** BEGIN Supplied material **

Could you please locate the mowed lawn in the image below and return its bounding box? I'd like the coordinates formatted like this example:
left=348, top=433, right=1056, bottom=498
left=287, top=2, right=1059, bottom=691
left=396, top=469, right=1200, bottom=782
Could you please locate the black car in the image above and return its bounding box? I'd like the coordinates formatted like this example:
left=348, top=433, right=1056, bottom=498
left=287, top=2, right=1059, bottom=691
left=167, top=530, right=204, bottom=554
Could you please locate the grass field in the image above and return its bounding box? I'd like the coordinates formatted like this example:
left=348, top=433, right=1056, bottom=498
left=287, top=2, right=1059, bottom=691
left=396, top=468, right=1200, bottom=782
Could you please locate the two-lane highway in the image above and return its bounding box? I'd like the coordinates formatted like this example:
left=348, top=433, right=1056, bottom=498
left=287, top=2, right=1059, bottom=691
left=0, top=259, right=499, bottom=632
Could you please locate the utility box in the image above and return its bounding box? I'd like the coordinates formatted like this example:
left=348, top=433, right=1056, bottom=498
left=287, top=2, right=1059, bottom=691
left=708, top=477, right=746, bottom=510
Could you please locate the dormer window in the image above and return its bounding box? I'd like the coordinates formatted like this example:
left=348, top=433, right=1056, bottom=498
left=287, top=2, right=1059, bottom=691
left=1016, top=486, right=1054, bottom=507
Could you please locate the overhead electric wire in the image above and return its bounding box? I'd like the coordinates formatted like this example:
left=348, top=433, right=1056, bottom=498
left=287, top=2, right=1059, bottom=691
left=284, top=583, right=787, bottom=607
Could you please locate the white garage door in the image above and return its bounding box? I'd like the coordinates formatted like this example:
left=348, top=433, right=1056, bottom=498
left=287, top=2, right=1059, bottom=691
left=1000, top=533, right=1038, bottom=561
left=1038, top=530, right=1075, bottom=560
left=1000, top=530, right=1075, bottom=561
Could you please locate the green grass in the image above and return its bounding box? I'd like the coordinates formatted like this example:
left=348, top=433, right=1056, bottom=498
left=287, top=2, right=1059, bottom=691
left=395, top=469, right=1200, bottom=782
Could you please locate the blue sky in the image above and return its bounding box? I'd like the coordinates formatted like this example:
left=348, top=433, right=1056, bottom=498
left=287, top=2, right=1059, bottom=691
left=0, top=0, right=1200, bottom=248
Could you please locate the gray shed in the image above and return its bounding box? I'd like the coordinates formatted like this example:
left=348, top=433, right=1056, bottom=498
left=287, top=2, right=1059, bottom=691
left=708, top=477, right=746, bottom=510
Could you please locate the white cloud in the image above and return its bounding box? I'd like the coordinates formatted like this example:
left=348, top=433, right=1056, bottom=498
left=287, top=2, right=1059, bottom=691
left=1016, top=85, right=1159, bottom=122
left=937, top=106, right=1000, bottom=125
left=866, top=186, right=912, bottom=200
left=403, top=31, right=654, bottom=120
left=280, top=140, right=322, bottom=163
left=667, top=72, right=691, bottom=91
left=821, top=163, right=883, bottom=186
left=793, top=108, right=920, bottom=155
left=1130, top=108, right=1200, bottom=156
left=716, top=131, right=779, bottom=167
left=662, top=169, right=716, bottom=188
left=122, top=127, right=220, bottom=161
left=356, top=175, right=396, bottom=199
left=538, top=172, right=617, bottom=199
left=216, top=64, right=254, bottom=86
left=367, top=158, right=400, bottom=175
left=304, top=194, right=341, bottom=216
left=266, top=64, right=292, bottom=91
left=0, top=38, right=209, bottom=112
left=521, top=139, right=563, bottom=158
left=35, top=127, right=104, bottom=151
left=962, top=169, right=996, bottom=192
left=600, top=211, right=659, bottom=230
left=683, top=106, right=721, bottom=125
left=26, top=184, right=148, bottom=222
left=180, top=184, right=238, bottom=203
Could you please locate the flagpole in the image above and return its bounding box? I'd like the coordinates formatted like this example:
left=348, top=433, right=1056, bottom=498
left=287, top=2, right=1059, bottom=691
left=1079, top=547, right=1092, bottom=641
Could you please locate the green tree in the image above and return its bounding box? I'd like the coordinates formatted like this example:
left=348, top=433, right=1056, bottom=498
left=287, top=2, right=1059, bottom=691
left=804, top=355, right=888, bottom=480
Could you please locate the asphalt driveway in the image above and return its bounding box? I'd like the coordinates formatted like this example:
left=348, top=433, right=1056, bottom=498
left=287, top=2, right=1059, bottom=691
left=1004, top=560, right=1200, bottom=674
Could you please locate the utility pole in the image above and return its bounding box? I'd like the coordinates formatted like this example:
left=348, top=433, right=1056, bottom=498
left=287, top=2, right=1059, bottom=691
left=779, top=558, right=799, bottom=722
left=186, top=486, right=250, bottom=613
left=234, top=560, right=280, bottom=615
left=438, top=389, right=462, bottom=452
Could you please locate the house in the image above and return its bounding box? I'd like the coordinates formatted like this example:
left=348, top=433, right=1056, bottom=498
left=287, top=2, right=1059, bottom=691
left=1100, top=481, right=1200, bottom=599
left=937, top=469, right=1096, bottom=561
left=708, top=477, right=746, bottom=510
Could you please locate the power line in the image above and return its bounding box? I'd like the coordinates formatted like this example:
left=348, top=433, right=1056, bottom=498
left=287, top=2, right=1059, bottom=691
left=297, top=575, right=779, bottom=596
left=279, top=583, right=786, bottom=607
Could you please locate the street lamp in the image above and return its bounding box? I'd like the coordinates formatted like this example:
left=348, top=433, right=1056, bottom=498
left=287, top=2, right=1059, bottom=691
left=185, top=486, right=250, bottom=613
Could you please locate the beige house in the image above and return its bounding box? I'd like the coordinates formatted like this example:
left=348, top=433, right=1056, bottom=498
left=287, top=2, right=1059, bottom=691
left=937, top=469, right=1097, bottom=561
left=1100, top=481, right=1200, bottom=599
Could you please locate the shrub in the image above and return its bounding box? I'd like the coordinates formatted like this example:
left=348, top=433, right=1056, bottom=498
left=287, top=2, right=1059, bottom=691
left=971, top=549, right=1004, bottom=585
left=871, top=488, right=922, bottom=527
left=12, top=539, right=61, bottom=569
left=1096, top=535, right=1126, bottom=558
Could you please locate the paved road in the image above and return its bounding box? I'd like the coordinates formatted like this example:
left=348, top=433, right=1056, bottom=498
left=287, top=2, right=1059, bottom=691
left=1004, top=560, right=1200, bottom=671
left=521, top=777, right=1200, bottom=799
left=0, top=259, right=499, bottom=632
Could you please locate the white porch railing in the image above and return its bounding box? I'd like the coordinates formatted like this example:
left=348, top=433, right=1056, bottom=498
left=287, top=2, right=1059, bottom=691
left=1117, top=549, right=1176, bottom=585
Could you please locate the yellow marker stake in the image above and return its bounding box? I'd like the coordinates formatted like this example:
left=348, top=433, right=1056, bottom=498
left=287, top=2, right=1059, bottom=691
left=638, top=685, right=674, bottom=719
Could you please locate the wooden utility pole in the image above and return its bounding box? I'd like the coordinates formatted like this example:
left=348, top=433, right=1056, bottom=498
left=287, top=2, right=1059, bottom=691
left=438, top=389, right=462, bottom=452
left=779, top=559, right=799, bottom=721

** END Supplied material **

Turn all of the material above into a numbered list, one line per item, and leave out any blank lines.

◆ Result of the exercise:
1. Could you please locate the mowed lawn in the image below and return its bounding box? I'd like the coordinates formatted like this example:
2. left=348, top=433, right=1056, bottom=498
3. left=287, top=2, right=1059, bottom=691
4. left=396, top=469, right=1200, bottom=782
5. Could you please locate the black car in the image above and return its bounding box? I'd like the coordinates formatted like this example:
6. left=348, top=433, right=1056, bottom=498
7. left=287, top=2, right=1059, bottom=691
8. left=167, top=530, right=204, bottom=554
9. Could you please locate the grass field in the image above and return its bounding box? I'd like the coordinates formatted like this example:
10. left=348, top=433, right=1056, bottom=498
11. left=287, top=2, right=1059, bottom=691
12. left=396, top=468, right=1200, bottom=782
13. Could you please locate the two-lane highway in the image above and return its bounding box? I'd like the coordinates formatted like this example:
14. left=348, top=433, right=1056, bottom=498
15. left=287, top=2, right=1059, bottom=691
16. left=0, top=259, right=499, bottom=632
17. Could you please locate the utility box in the image above and return its bounding box? I'd like the coordinates formatted like this example:
18. left=348, top=433, right=1056, bottom=498
19. left=287, top=2, right=1059, bottom=691
20. left=708, top=477, right=746, bottom=510
21. Could you please locate the dormer window in the image above and return its bounding box? I'd like the coordinates formatted like this example:
22. left=348, top=433, right=1056, bottom=498
23. left=287, top=2, right=1059, bottom=691
24. left=1016, top=486, right=1054, bottom=507
25. Could you please locate the overhead electric wire in the image above and return its bounding box? I'd like the coordinates formatted like this example:
26. left=348, top=433, right=1056, bottom=498
27. left=287, top=2, right=1059, bottom=691
28. left=284, top=583, right=787, bottom=607
29. Could you please locate the white garage door in the image above and return its bounding box? I'd like the coordinates formatted like this example:
30. left=348, top=433, right=1056, bottom=498
31. left=287, top=2, right=1059, bottom=691
32. left=1000, top=533, right=1038, bottom=561
33. left=1038, top=530, right=1075, bottom=560
34. left=1000, top=530, right=1075, bottom=561
35. Could you please locate the green grass in the image above and return its bounding box? I'd like the coordinates formatted like this example:
36. left=348, top=433, right=1056, bottom=498
37. left=287, top=2, right=1059, bottom=691
38. left=395, top=469, right=1200, bottom=782
39. Could you please locate the blue sky in the image above and return its bounding box? I'd like the coordinates formatted like this example:
40. left=348, top=433, right=1056, bottom=498
41. left=287, top=2, right=1059, bottom=691
42. left=0, top=0, right=1200, bottom=248
43. Could you please locate the gray shed in the image above and return its bounding box? I'd like the coordinates formatted like this example:
44. left=348, top=433, right=1056, bottom=498
45. left=287, top=2, right=1059, bottom=691
46. left=708, top=477, right=746, bottom=510
47. Could you please locate the white cloud in the image above and return its bounding box? I'd like the coordinates formatted like this example:
48. left=348, top=433, right=1056, bottom=498
49. left=287, top=2, right=1059, bottom=691
50. left=1016, top=85, right=1159, bottom=122
51. left=937, top=106, right=1000, bottom=125
52. left=866, top=186, right=912, bottom=200
53. left=403, top=31, right=654, bottom=120
54. left=280, top=140, right=322, bottom=163
55. left=667, top=72, right=691, bottom=91
56. left=821, top=163, right=883, bottom=186
57. left=793, top=108, right=920, bottom=155
58. left=1130, top=108, right=1200, bottom=156
59. left=716, top=131, right=779, bottom=167
60. left=662, top=169, right=716, bottom=188
61. left=122, top=127, right=220, bottom=161
62. left=356, top=175, right=396, bottom=199
63. left=538, top=172, right=617, bottom=199
64. left=216, top=64, right=254, bottom=86
65. left=367, top=158, right=400, bottom=175
66. left=304, top=194, right=341, bottom=216
67. left=266, top=64, right=292, bottom=91
68. left=0, top=38, right=209, bottom=112
69. left=521, top=139, right=563, bottom=158
70. left=35, top=127, right=104, bottom=151
71. left=962, top=169, right=996, bottom=192
72. left=600, top=211, right=659, bottom=230
73. left=683, top=106, right=721, bottom=125
74. left=26, top=184, right=148, bottom=222
75. left=180, top=184, right=238, bottom=203
76. Could you please locate the flagpole in the image above and return its bounding box? I'd like the coordinates formatted like this example:
77. left=348, top=433, right=1056, bottom=498
78. left=287, top=2, right=1059, bottom=691
79. left=1079, top=547, right=1092, bottom=641
80. Could you please locate the green tree in the image above and return its bounding box? I'd like the coordinates formatted like this example:
81. left=348, top=433, right=1056, bottom=498
82. left=287, top=2, right=1059, bottom=691
83. left=804, top=355, right=888, bottom=480
84. Could you please locate the asphalt driveway in the image above and return its bounding box? I'd like the coordinates formatted like this example:
85. left=348, top=433, right=1056, bottom=498
86. left=287, top=2, right=1059, bottom=691
87. left=1004, top=560, right=1200, bottom=674
88. Could you please locate the utility pole in the image above and return its bounding box? I'd like the coordinates formatted like this example:
89. left=348, top=433, right=1056, bottom=498
90. left=287, top=2, right=1059, bottom=691
91. left=779, top=558, right=799, bottom=722
92. left=186, top=486, right=250, bottom=613
93. left=234, top=560, right=280, bottom=615
94. left=438, top=389, right=462, bottom=452
95. Could you please locate the house in the image above and return its bounding box? I'd like the coordinates formatted like this example:
96. left=348, top=433, right=1056, bottom=498
97. left=287, top=2, right=1059, bottom=691
98. left=1100, top=481, right=1200, bottom=599
99. left=937, top=469, right=1096, bottom=561
100. left=708, top=477, right=746, bottom=510
101. Could you please locate the power line in the image above and return its bounding box? I'd like the coordinates formatted like this example:
102. left=348, top=433, right=1056, bottom=498
103. left=287, top=2, right=1059, bottom=691
104. left=297, top=575, right=779, bottom=596
105. left=279, top=583, right=786, bottom=607
106. Could you please locate the street lamp in the image above and return its bounding box? I'd like the coordinates formatted like this example:
107. left=348, top=433, right=1056, bottom=498
108. left=287, top=2, right=1059, bottom=691
109. left=185, top=486, right=250, bottom=613
110. Could you please locate the beige house in the image above and return its bounding box? I'd like the coordinates formatted like this example:
111. left=348, top=433, right=1056, bottom=498
112. left=287, top=2, right=1059, bottom=691
113. left=937, top=469, right=1097, bottom=561
114. left=1100, top=481, right=1200, bottom=599
115. Could you please locate the shrub in the image above and return its bounding box? I'd like the coordinates formatted like this example:
116. left=348, top=433, right=1056, bottom=498
117. left=287, top=2, right=1059, bottom=691
118. left=971, top=549, right=1004, bottom=585
119. left=871, top=488, right=922, bottom=527
120. left=12, top=539, right=61, bottom=569
121. left=1096, top=535, right=1126, bottom=558
122. Could you please locate the paved road in the image above and return its bounding box? I'd like the coordinates formatted like this example:
123. left=348, top=433, right=1056, bottom=498
124. left=287, top=2, right=1059, bottom=691
125. left=1004, top=560, right=1200, bottom=671
126. left=521, top=777, right=1200, bottom=799
127. left=0, top=259, right=499, bottom=632
128. Could you please locate the white porch railing in the image above and return its bounding box? I'd like the coordinates formatted like this example:
129. left=348, top=433, right=1056, bottom=498
130. left=287, top=2, right=1059, bottom=691
131. left=1117, top=549, right=1176, bottom=585
132. Could you please locate the yellow marker stake in the image above and return its bounding box? I'd like the coordinates formatted like this example:
133. left=348, top=433, right=1056, bottom=498
134. left=287, top=2, right=1059, bottom=691
135. left=638, top=685, right=674, bottom=719
136. Could you please locate the wooden utility pole in the image above and return its bounding box? I'd like the coordinates formatted like this example:
137. left=348, top=433, right=1056, bottom=498
138. left=287, top=2, right=1059, bottom=691
139. left=438, top=389, right=462, bottom=452
140. left=779, top=559, right=799, bottom=721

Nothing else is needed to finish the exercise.